• _YOUR OBJECTIVE_
Rewrite every line of the listing from its first line up to and including the line with "x=227, y=223", adding 101 to each x and y coordinate in the answers. Leave all other text unchanged.

— Begin —

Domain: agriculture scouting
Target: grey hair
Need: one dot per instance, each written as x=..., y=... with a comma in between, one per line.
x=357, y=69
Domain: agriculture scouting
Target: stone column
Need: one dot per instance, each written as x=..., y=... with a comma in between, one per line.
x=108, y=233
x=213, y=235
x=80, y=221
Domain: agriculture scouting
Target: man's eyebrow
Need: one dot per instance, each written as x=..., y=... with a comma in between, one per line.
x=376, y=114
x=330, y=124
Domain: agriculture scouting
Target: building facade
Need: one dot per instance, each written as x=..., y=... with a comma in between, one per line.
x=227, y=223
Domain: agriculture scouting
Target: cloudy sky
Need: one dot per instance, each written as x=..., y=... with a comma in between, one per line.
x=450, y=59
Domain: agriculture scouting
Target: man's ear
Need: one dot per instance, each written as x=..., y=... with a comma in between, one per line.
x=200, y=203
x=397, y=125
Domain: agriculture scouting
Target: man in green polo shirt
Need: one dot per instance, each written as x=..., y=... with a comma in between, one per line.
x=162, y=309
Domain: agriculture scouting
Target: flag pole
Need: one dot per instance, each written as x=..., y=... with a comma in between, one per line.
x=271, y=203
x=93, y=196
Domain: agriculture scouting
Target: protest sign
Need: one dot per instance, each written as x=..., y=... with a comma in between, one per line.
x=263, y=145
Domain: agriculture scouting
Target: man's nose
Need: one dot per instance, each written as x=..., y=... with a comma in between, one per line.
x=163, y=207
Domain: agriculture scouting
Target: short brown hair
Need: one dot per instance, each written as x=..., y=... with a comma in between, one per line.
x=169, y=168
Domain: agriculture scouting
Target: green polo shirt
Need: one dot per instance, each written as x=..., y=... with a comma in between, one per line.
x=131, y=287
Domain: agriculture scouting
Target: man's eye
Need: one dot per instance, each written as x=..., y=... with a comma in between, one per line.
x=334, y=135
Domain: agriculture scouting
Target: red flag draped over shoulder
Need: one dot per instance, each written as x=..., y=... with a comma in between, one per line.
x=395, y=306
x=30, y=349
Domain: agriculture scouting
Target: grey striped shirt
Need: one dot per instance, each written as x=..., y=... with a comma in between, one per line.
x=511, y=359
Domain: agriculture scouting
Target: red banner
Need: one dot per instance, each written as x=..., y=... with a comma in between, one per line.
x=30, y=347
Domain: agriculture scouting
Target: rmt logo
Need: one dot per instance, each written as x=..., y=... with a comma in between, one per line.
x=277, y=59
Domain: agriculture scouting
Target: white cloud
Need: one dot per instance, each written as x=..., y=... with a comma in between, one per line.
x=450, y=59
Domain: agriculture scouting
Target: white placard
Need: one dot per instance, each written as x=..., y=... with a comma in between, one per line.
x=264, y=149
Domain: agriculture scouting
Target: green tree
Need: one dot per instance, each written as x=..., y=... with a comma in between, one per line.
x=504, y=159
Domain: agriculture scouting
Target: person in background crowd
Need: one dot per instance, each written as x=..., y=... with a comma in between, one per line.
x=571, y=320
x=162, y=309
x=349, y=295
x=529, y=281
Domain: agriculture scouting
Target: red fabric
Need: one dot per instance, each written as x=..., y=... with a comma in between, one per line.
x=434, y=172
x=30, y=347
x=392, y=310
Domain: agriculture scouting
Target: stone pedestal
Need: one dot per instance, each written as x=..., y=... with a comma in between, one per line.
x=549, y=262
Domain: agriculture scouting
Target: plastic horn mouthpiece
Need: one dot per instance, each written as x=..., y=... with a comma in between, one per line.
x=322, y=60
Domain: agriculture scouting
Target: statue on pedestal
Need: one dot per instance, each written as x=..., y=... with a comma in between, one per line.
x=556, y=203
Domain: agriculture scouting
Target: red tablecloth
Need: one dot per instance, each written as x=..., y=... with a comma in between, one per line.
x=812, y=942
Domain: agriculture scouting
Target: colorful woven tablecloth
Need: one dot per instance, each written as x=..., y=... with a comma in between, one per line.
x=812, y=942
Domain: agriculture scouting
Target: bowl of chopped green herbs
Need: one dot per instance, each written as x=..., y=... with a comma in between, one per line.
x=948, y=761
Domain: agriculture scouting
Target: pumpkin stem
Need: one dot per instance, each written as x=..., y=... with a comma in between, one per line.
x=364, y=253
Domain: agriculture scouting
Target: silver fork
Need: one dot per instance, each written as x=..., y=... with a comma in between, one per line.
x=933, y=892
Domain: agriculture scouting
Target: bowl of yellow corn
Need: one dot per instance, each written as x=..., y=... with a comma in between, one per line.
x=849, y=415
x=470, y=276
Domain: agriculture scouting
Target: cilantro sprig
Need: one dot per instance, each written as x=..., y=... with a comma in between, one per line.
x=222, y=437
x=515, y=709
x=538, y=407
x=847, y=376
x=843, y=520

— End —

• _ANSWER TO THE EXERCISE_
Domain: agriculture scouting
Target: grey hair
Need: one dot per instance, each written as x=..., y=... with a comma in between, one per line.
x=458, y=170
Domain: agriculture scouting
Target: stone column
Need: one dot per instance, each written as x=..., y=... with a comma in between, one per line.
x=209, y=334
x=314, y=336
x=181, y=322
Domain: agriculture scouting
Target: man's eyebrow
Need: one dot per instance, each written as x=..., y=... with a comma in between, one per line.
x=477, y=215
x=431, y=225
Domain: agriculture scouting
Target: building facade
Need: one dot per instance, each written as x=..., y=... with a comma in between, one per line.
x=328, y=324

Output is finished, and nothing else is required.